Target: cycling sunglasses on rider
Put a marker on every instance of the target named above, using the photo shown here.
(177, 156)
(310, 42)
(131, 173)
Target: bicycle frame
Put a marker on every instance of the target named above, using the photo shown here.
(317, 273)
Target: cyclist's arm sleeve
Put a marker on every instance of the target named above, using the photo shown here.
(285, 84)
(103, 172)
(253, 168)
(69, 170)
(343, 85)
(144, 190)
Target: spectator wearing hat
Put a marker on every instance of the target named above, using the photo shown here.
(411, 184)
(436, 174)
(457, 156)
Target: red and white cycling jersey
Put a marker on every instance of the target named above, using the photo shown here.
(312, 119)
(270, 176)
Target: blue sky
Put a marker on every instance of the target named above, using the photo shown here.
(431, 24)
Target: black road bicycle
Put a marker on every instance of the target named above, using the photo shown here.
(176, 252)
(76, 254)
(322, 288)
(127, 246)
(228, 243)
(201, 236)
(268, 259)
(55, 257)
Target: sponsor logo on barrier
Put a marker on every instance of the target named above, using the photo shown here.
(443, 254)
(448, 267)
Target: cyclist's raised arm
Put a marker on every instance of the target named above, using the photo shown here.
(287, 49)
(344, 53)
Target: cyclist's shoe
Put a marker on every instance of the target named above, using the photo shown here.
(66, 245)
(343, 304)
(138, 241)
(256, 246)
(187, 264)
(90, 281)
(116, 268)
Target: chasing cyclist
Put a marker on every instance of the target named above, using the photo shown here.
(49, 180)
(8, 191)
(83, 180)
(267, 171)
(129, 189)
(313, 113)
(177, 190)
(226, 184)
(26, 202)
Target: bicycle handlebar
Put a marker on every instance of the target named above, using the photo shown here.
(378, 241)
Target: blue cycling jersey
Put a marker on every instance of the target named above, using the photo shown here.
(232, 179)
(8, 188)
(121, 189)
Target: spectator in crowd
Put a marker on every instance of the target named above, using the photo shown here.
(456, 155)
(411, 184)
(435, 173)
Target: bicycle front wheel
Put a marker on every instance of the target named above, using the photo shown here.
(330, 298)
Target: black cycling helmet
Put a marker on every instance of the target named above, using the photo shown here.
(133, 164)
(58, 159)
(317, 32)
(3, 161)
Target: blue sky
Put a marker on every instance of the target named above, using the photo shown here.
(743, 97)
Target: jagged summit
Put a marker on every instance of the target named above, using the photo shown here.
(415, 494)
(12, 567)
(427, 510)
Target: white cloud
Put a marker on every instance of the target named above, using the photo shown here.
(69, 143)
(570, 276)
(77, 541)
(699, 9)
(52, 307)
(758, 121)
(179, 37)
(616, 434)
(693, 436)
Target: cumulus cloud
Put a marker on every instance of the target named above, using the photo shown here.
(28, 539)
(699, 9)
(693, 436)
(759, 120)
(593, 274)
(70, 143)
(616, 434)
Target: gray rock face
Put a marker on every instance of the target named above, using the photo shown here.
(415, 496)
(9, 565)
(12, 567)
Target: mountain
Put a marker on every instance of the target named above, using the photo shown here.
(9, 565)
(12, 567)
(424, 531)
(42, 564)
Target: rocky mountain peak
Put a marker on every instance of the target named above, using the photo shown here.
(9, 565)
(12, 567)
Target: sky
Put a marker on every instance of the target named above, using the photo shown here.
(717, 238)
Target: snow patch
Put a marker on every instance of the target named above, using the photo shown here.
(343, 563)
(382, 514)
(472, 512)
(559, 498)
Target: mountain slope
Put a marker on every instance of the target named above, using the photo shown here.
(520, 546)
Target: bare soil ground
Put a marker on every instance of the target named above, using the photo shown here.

++++

#### WHAT TO WORK ON
Repeat the listing above without any change.

#### CORRECT OUTPUT
Target: cycling sunglasses on rider
Put a marker on every instance of the target named above, using the photo shown here.
(177, 156)
(310, 42)
(131, 173)
Target: bicycle frame
Put a marker on every instance of the target named above, using the photo shown here.
(317, 273)
Target: cyclist's arm sleeve
Put a marker on every instance of the target named above, using the photo shown here.
(285, 84)
(103, 172)
(253, 168)
(69, 170)
(343, 85)
(144, 190)
Target: spectator wearing hat
Put a marker on every instance of the target named above, using the photo shown here.
(411, 184)
(436, 174)
(457, 156)
Target: red and white cycling jersey
Put a marker on every instance of the target named above, using the photo shown here.
(312, 119)
(270, 176)
Target: blue sky
Put a marker on every instance of the target named above, using the photo shown here.
(431, 24)
Target: black road bicycle
Put a marker on every instance of the target named above, using the photo shown here.
(176, 252)
(76, 254)
(322, 288)
(127, 246)
(228, 243)
(201, 236)
(268, 259)
(55, 257)
Target: sponsor logo on barrier
Put a marker on every instance of the target named above, using the photo shown here.
(443, 254)
(448, 267)
Target: cyclist's raised arm
Put a marker on every instance of the target named above, using the photo shown here.
(287, 49)
(344, 53)
Target: cyclist's shoe
Put a marker on every instance of the target named above, using the photo shown here.
(66, 245)
(343, 304)
(138, 241)
(256, 246)
(187, 264)
(90, 281)
(116, 268)
Target: chasing cyclist
Put a marker on every instance of the target named above, using the photo shown here.
(49, 180)
(8, 191)
(83, 180)
(267, 171)
(129, 189)
(313, 113)
(177, 190)
(226, 184)
(26, 202)
Target: bicycle handlebar
Put a marker on every instance of the target named above, using the photo shown here.
(378, 241)
Target: blue cycling jersey
Put a marker on every instance of the target named above, using the photo shown here.
(232, 179)
(8, 188)
(121, 189)
Target: spectator in crowd
Put a marker on every instance of the target named above, using the photo shown here.
(456, 155)
(411, 184)
(435, 173)
Target: bicycle front wheel
Put a marker on every instance of the target named above, using the photo shown here.
(330, 298)
Target: black cycling helmet
Put a marker on every instance of the target named above, using the photo shown here.
(133, 164)
(58, 159)
(317, 32)
(3, 161)
Target: blue sky
Put a marker on every instance of the target named above, using the photo shown here.
(743, 97)
Target: jagged summit
Put a marker on every instance of the target named above, using the photo shown here.
(415, 494)
(12, 567)
(427, 510)
Target: white cloud
Put a marker on every instance of the target named above, using the photo shown here.
(69, 143)
(570, 276)
(77, 541)
(699, 9)
(52, 307)
(758, 121)
(179, 37)
(616, 434)
(693, 436)
Target: cumulus cloud
Put a marker on every instance of the target named above, using the photo shown here.
(28, 539)
(699, 9)
(693, 436)
(759, 120)
(593, 274)
(70, 143)
(616, 434)
Target: gray rock face
Put a marker on every instance of the target named above, using the photo shown here.
(415, 496)
(9, 565)
(12, 567)
Target: mountain
Put a marker on every instance of the target named above, using the photo shown here.
(9, 565)
(12, 567)
(424, 531)
(42, 564)
Target: rocky mountain peak
Put a marker on every instance of the target named above, using the photo shown here.
(9, 565)
(12, 567)
Target: sky
Put a marker on every instance of the target named above, using the photo shown here.
(717, 238)
Target: snow patch
Put a marker on every instance of the target named above, using the photo shown here.
(343, 563)
(382, 514)
(472, 512)
(559, 498)
Target: mountain slope
Put a marker on every instance of the target named above, using the photo shown here.
(520, 546)
Target: bare soil ground
Put a marker on every instance of the target named above, using the photo shown here.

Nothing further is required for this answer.